Stored data:
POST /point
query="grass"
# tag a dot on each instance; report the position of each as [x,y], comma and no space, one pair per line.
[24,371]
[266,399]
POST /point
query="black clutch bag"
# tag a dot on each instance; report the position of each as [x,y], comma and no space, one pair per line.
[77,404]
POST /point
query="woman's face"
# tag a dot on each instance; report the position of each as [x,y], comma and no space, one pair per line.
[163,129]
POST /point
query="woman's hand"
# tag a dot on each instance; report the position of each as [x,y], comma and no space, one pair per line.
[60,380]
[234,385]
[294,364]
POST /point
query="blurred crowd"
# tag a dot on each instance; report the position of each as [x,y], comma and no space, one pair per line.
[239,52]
--
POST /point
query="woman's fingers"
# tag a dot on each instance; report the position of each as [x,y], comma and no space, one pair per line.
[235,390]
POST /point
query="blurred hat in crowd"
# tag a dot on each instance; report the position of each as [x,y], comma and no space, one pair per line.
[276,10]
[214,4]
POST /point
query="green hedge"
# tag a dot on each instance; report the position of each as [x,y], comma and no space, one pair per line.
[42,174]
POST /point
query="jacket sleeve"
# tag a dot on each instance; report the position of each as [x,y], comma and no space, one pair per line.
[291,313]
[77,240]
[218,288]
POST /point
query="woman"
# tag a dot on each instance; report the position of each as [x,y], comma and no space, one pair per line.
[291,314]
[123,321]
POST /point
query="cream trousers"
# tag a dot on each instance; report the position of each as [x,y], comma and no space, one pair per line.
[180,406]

Your task:
Copy out every line of the material above that contains the string "woman". Case counts.

Response to this exercise:
query="woman's face"
query="woman's hand"
query="woman's fingers"
query="woman"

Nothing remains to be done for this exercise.